-- Short exercise --
Return the lines from the one containing "of the corn" through the end of the records, inclusive, and reproduce them with no changes.

-- Data records --
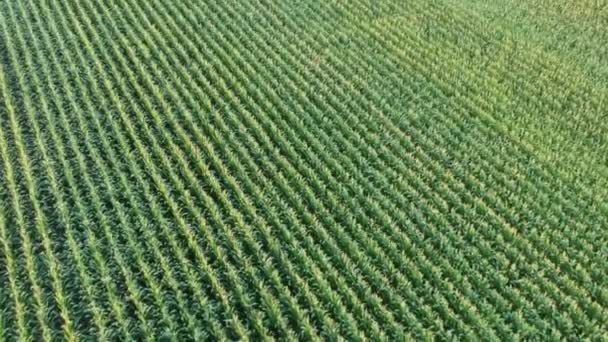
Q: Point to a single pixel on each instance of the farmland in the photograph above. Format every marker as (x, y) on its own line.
(303, 170)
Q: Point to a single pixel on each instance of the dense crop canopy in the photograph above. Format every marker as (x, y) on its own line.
(315, 170)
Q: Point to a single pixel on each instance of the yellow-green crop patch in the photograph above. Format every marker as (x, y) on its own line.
(303, 170)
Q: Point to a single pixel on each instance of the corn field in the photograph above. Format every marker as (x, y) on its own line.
(264, 170)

-- Finished task --
Q: Point to a single pixel on each instance of the corn field in the photograph above. Format every marker as (x, y) on its own line.
(264, 170)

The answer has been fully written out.